WHAT YOU WILL DO: Set out the listing word for word. End with the line that contains "blade in this photo.".

RECORDS SHOWN:
^^^^^^^^^^^^^^^^
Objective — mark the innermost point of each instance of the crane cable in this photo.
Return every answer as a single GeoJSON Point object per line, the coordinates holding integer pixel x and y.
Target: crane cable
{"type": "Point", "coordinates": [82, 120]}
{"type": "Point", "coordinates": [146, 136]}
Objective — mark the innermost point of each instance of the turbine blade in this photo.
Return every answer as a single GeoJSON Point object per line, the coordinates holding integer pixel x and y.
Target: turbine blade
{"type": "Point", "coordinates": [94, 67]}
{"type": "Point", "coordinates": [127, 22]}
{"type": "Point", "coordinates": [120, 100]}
^^^^^^^^^^^^^^^^
REPLY:
Objective — mark the innermost point of each instance of the crane cable in this photo.
Return every answer as a single GeoJSON Point object per line, the coordinates holding integer pixel x and y.
Target: crane cable
{"type": "Point", "coordinates": [82, 120]}
{"type": "Point", "coordinates": [146, 136]}
Objective — mark the innermost point of each instance of the turbine blade in this photo.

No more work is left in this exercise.